- YOUR GOAL
In the entries below, find the line with "Target: kitchen sink" and the line with "Mark the child running with a point.", then retype both and everything between them exactly. Do not copy the pictures.

● ● ●

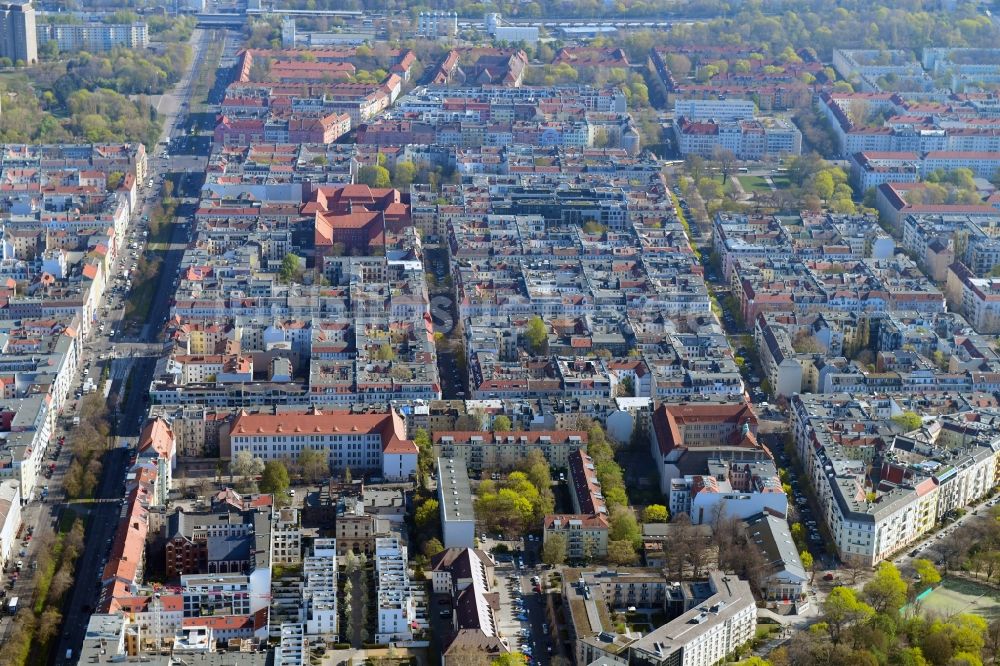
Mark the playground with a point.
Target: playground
(956, 595)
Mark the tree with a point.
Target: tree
(48, 624)
(843, 609)
(432, 547)
(823, 185)
(426, 514)
(471, 421)
(554, 549)
(908, 421)
(244, 464)
(314, 465)
(886, 592)
(536, 336)
(622, 552)
(624, 526)
(403, 174)
(929, 575)
(291, 268)
(655, 513)
(374, 176)
(274, 478)
(807, 563)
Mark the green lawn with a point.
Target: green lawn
(956, 595)
(754, 183)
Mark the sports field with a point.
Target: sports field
(955, 595)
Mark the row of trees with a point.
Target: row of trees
(310, 466)
(88, 443)
(36, 626)
(518, 503)
(35, 116)
(881, 624)
(126, 71)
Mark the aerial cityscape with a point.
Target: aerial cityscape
(633, 333)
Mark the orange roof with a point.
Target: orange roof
(388, 425)
(158, 436)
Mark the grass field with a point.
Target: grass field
(961, 596)
(754, 183)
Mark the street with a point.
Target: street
(132, 364)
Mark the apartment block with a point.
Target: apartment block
(394, 605)
(319, 590)
(502, 451)
(458, 520)
(704, 635)
(94, 37)
(18, 40)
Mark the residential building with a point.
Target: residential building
(286, 537)
(319, 590)
(94, 37)
(217, 542)
(704, 635)
(458, 521)
(728, 487)
(395, 606)
(710, 619)
(586, 535)
(503, 451)
(752, 139)
(18, 40)
(437, 24)
(466, 576)
(975, 297)
(946, 464)
(784, 577)
(453, 570)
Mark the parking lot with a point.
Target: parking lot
(522, 612)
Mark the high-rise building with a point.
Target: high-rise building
(17, 31)
(94, 37)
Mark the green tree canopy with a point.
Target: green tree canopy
(886, 592)
(554, 549)
(536, 336)
(908, 421)
(374, 176)
(654, 513)
(274, 478)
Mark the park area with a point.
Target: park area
(956, 595)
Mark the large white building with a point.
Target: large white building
(946, 464)
(10, 520)
(395, 606)
(509, 33)
(371, 443)
(458, 521)
(715, 109)
(750, 139)
(706, 634)
(94, 37)
(437, 24)
(17, 32)
(319, 590)
(978, 298)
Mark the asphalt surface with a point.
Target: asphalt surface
(133, 362)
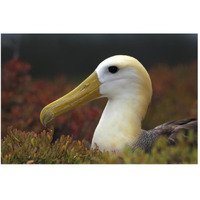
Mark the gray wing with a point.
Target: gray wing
(169, 129)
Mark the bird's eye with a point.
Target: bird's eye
(113, 69)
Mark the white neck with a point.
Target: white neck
(120, 125)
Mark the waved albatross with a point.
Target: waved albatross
(127, 85)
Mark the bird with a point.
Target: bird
(125, 82)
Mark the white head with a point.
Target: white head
(123, 76)
(126, 84)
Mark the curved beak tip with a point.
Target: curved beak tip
(46, 117)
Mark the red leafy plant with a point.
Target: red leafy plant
(174, 97)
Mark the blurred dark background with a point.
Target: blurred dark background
(77, 55)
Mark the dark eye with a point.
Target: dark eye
(113, 69)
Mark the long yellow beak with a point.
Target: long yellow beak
(87, 91)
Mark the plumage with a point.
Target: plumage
(127, 85)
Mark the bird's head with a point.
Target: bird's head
(118, 76)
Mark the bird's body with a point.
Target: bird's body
(127, 85)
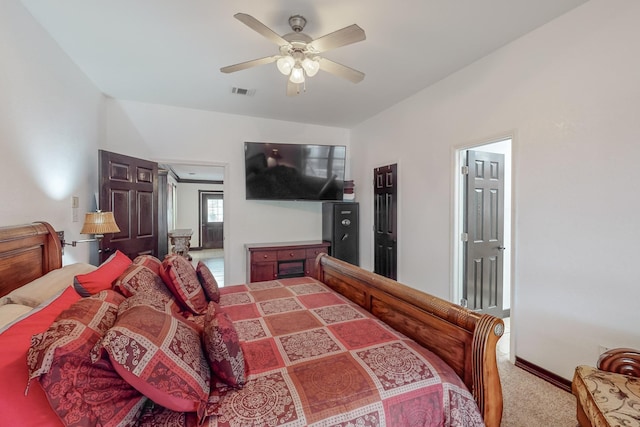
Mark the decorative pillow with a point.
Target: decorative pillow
(208, 282)
(148, 288)
(46, 287)
(222, 347)
(182, 280)
(79, 391)
(11, 312)
(103, 277)
(161, 356)
(149, 261)
(84, 393)
(81, 325)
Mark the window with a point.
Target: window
(214, 210)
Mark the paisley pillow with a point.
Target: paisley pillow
(80, 391)
(222, 347)
(160, 354)
(182, 280)
(208, 282)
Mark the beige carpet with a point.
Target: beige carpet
(529, 400)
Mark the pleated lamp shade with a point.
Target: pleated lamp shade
(99, 223)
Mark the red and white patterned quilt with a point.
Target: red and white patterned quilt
(314, 358)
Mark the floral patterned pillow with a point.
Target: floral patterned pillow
(141, 281)
(149, 261)
(160, 354)
(182, 280)
(208, 282)
(80, 391)
(222, 347)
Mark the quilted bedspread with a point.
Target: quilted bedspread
(314, 358)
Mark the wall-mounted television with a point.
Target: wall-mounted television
(277, 171)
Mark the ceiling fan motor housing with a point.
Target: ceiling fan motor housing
(297, 23)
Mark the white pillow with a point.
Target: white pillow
(45, 287)
(10, 312)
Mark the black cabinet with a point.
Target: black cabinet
(340, 228)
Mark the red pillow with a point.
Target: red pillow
(80, 391)
(83, 323)
(149, 261)
(208, 282)
(222, 347)
(182, 280)
(161, 356)
(102, 278)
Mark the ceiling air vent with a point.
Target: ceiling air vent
(241, 91)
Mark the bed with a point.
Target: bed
(347, 329)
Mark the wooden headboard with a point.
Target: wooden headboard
(27, 252)
(465, 340)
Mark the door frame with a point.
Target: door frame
(201, 194)
(227, 196)
(458, 154)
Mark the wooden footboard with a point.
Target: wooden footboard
(462, 338)
(26, 253)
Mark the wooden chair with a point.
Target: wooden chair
(609, 394)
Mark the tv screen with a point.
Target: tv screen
(276, 171)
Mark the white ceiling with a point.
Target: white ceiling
(190, 172)
(170, 51)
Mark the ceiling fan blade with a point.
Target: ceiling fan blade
(259, 27)
(293, 89)
(343, 37)
(341, 70)
(249, 64)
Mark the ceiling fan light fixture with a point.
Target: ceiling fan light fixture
(297, 75)
(285, 64)
(311, 66)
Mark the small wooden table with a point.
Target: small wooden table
(181, 241)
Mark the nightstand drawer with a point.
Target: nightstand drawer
(291, 254)
(313, 253)
(264, 256)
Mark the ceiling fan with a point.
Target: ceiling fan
(300, 54)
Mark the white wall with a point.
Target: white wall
(184, 135)
(570, 92)
(51, 122)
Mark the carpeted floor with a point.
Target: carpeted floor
(529, 400)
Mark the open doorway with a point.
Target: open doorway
(195, 202)
(500, 148)
(463, 268)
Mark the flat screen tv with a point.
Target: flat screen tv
(276, 171)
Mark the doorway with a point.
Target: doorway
(472, 268)
(192, 185)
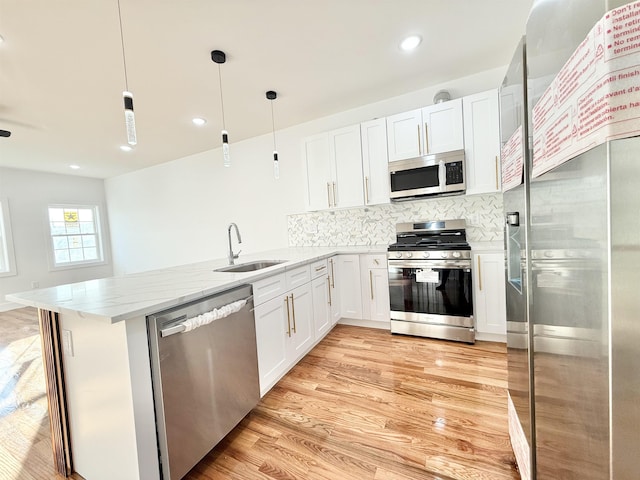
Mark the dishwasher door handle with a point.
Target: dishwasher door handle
(189, 324)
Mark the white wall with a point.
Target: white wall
(28, 194)
(178, 212)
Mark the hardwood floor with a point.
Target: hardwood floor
(363, 404)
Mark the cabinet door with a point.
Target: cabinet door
(321, 309)
(271, 340)
(346, 167)
(404, 135)
(443, 127)
(334, 292)
(318, 173)
(301, 318)
(375, 161)
(489, 293)
(380, 307)
(349, 286)
(482, 142)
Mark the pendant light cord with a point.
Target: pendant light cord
(124, 61)
(273, 127)
(221, 98)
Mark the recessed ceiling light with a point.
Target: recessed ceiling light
(411, 42)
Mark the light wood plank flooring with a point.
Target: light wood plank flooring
(363, 404)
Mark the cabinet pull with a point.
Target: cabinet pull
(293, 313)
(286, 300)
(426, 138)
(366, 190)
(333, 285)
(371, 283)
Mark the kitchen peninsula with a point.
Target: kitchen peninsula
(99, 358)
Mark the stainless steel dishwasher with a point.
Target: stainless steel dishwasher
(204, 367)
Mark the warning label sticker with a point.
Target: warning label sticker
(596, 95)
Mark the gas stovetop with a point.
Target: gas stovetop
(430, 240)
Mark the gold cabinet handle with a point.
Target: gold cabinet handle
(426, 138)
(293, 313)
(333, 285)
(366, 189)
(371, 283)
(286, 300)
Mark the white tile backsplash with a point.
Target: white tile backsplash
(376, 224)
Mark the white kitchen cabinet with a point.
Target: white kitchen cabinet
(334, 292)
(434, 129)
(489, 303)
(482, 142)
(349, 286)
(345, 153)
(333, 163)
(443, 127)
(404, 135)
(375, 161)
(375, 288)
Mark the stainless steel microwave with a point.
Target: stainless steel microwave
(437, 174)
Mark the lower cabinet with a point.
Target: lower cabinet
(489, 294)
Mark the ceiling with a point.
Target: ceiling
(62, 75)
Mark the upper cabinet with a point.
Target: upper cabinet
(333, 162)
(482, 142)
(434, 129)
(443, 130)
(374, 161)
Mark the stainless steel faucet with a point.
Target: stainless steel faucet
(232, 256)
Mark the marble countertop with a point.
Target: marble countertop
(115, 299)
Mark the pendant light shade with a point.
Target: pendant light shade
(129, 117)
(271, 95)
(219, 57)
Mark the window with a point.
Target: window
(7, 261)
(75, 235)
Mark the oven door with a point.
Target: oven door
(431, 291)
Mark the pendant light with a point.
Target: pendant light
(129, 118)
(271, 95)
(219, 57)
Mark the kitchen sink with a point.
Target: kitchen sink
(249, 266)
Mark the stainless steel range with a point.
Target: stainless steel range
(430, 281)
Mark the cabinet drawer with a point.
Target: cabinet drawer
(298, 276)
(268, 288)
(319, 268)
(375, 260)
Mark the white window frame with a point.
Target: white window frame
(8, 263)
(99, 232)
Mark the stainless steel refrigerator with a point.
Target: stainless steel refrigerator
(583, 253)
(514, 128)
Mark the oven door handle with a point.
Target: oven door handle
(453, 264)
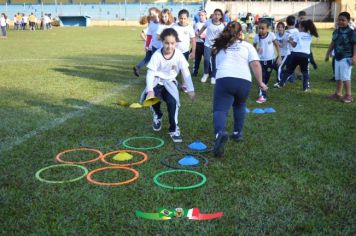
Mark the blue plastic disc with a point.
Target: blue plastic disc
(197, 145)
(188, 161)
(269, 110)
(258, 111)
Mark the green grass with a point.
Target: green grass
(293, 174)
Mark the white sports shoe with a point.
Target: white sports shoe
(204, 78)
(212, 80)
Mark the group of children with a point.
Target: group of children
(169, 45)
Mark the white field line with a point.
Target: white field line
(6, 146)
(62, 59)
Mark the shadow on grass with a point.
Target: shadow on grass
(106, 68)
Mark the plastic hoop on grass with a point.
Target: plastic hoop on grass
(38, 173)
(145, 157)
(59, 155)
(164, 161)
(155, 180)
(161, 143)
(91, 180)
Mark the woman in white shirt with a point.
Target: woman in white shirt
(234, 59)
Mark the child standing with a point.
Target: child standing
(213, 28)
(186, 35)
(166, 20)
(3, 26)
(152, 20)
(161, 82)
(199, 46)
(266, 44)
(286, 48)
(344, 46)
(300, 55)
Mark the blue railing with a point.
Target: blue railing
(118, 11)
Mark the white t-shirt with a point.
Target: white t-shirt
(266, 46)
(212, 32)
(2, 21)
(235, 61)
(303, 41)
(283, 44)
(292, 33)
(185, 34)
(197, 27)
(152, 30)
(167, 68)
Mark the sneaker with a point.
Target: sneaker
(261, 99)
(277, 85)
(212, 80)
(136, 71)
(237, 136)
(157, 123)
(220, 141)
(347, 99)
(175, 136)
(335, 97)
(204, 78)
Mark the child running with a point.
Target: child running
(234, 59)
(213, 28)
(161, 82)
(265, 43)
(300, 55)
(186, 35)
(344, 45)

● ● ●

- RESULT OF THIS TASK
Target: kitchen sink
(249, 266)
Mark the stainless steel range with a point.
Target: stainless steel range
(430, 281)
Mark the cabinet drawer with a point.
Target: cabinet drawer
(298, 276)
(268, 288)
(319, 268)
(375, 260)
Mark the white window frame with a point.
Target: white window frame
(8, 263)
(99, 232)
Mark the stainless steel refrigerator with a point.
Target: stainless steel refrigerator
(583, 253)
(514, 128)
Mark the oven door handle with a point.
Target: oven door handle
(453, 264)
Mark the blue plastic disc with a point.
Target: blue plastic disc
(197, 145)
(188, 161)
(269, 110)
(258, 111)
Mark the green grass with a point.
Target: green grass
(293, 174)
Mark the white sports shoe with a point.
Target: white sports shoe
(204, 78)
(212, 80)
Mark the group of children with a point.
Target: group of children
(169, 45)
Mark the white field line with a point.
Target: white field line
(6, 146)
(62, 59)
Mark the shadow on grass with a point.
Target: shadow on grass
(106, 68)
Mark the plastic hoop on grass with a point.
Target: plastic hoop on grass
(38, 173)
(145, 157)
(59, 155)
(164, 161)
(155, 180)
(161, 143)
(91, 180)
Mark the woman in white shirt with a point.
Target: woman in white shirt
(234, 59)
Mark the child standing with a point.
Target: child standing
(213, 28)
(186, 35)
(166, 20)
(3, 26)
(152, 20)
(161, 82)
(199, 46)
(266, 44)
(286, 48)
(344, 46)
(300, 55)
Mark the blue railing with a point.
Target: blue railing
(118, 11)
Mark the white t-shirt with a point.
Target: white t-shirt
(266, 46)
(212, 32)
(2, 21)
(235, 61)
(303, 41)
(283, 44)
(292, 33)
(185, 34)
(197, 27)
(152, 30)
(167, 68)
Mark the sneaker with a point.
Target: sneaker
(261, 99)
(277, 85)
(212, 80)
(136, 71)
(237, 136)
(157, 123)
(220, 141)
(347, 99)
(175, 136)
(335, 97)
(204, 78)
Mark the child running with a point.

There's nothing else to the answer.